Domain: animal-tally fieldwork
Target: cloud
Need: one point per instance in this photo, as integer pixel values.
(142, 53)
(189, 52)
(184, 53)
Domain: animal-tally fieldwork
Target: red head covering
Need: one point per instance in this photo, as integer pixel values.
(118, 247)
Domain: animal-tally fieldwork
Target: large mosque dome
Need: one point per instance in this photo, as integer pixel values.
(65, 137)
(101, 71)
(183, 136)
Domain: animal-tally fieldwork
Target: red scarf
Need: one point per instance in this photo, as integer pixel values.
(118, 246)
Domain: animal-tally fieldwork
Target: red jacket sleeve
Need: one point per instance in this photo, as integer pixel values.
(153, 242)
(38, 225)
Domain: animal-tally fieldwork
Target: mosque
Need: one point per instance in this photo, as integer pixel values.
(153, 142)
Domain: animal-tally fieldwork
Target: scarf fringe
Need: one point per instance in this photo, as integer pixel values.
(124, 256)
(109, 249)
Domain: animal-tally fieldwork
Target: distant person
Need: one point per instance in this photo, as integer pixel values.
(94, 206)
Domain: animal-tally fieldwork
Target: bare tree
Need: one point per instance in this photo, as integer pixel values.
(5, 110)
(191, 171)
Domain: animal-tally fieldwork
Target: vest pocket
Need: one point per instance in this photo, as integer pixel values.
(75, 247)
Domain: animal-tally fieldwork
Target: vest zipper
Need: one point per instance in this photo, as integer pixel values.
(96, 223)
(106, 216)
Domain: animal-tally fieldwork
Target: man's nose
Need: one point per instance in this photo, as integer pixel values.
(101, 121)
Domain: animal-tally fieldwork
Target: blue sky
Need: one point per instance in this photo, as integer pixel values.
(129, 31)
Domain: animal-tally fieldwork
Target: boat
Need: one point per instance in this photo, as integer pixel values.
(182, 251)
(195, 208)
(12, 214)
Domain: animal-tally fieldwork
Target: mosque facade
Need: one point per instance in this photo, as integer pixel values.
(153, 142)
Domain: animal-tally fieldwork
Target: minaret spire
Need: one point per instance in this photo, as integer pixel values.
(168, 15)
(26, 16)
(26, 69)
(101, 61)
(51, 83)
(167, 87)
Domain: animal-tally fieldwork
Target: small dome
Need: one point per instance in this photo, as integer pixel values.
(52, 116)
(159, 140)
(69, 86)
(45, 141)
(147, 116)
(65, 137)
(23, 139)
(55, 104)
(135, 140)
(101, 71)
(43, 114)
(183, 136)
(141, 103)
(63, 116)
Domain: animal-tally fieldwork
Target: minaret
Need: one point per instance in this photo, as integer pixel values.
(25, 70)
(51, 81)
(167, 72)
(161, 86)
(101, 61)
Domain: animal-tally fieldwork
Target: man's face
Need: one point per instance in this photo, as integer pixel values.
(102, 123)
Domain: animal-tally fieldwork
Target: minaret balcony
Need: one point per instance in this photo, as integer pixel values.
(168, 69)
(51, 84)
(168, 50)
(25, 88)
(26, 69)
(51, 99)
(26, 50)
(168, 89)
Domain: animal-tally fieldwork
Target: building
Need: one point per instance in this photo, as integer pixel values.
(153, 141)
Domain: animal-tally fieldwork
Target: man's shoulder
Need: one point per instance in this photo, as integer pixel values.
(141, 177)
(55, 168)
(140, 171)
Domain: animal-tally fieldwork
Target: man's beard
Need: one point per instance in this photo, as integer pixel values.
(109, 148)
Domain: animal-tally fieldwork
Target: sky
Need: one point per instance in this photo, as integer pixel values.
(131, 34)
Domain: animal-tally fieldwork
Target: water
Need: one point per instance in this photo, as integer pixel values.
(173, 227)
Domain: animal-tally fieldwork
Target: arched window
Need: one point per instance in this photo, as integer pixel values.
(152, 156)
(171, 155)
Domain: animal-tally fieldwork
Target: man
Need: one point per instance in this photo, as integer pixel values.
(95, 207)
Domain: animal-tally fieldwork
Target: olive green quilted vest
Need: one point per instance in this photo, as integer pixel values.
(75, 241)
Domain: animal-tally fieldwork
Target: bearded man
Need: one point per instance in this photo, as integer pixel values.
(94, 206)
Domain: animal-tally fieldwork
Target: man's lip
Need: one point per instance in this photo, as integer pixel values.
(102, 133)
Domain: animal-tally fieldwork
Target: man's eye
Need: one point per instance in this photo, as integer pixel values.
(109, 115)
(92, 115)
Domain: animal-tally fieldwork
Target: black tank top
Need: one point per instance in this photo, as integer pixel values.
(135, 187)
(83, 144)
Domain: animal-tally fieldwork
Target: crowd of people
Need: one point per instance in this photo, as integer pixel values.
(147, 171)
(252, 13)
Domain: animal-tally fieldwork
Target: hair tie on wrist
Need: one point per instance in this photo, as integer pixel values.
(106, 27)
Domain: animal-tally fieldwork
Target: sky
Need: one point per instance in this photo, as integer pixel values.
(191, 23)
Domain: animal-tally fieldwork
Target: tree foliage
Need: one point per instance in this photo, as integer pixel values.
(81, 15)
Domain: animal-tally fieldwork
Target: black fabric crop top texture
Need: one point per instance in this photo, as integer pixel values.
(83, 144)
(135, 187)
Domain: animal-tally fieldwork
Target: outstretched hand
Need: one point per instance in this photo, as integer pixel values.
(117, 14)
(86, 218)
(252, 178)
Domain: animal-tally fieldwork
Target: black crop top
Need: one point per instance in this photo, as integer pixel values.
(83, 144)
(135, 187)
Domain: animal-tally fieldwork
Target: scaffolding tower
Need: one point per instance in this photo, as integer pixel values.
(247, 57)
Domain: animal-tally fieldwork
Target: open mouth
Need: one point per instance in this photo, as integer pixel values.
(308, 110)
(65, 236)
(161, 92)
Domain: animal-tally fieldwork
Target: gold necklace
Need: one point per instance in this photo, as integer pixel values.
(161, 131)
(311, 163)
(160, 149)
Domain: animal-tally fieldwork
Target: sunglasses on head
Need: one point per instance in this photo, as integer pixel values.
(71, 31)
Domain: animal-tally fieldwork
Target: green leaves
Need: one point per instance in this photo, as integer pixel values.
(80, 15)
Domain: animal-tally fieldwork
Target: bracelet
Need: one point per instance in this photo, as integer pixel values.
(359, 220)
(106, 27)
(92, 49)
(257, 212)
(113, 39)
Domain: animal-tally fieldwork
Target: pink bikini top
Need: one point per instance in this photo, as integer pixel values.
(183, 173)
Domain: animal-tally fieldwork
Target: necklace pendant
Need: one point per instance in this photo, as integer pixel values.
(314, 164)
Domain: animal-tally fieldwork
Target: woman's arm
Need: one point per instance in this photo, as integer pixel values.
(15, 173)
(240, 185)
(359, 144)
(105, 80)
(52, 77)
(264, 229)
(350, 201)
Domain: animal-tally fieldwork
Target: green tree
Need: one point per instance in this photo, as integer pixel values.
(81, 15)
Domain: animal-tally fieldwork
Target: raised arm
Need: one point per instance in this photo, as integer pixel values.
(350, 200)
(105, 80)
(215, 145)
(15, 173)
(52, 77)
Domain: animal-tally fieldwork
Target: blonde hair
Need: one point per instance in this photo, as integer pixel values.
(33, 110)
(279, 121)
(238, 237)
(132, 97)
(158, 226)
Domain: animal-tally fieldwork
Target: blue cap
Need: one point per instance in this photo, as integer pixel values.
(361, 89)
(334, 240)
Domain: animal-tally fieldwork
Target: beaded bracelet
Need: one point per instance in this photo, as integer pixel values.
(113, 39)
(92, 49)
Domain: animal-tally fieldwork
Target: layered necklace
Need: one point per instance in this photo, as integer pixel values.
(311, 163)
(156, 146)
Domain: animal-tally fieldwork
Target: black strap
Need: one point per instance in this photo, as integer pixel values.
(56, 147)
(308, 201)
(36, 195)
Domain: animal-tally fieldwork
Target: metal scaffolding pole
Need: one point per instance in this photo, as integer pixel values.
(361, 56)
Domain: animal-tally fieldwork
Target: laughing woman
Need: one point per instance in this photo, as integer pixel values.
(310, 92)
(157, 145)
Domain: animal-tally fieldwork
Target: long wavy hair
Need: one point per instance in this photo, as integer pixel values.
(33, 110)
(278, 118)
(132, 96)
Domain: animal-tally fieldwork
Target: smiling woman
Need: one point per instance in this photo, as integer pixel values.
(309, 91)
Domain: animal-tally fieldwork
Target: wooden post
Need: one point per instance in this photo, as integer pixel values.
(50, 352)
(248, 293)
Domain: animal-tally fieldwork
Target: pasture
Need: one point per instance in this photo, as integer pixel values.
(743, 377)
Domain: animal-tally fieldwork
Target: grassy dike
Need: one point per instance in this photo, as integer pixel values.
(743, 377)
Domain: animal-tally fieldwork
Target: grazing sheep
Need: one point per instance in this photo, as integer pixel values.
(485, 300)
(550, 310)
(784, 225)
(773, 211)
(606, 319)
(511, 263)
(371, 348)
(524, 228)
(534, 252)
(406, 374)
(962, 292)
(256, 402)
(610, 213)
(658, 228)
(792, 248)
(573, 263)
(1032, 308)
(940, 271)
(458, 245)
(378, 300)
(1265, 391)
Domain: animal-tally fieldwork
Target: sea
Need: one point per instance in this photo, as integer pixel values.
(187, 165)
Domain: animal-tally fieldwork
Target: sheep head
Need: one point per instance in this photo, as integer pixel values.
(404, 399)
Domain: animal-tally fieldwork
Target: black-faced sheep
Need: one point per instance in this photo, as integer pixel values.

- [To do]
Pull out each line of the records that contains the word "bracelet".

- [Reply to the exercise]
Target: bracelet
Target: beaded bracelet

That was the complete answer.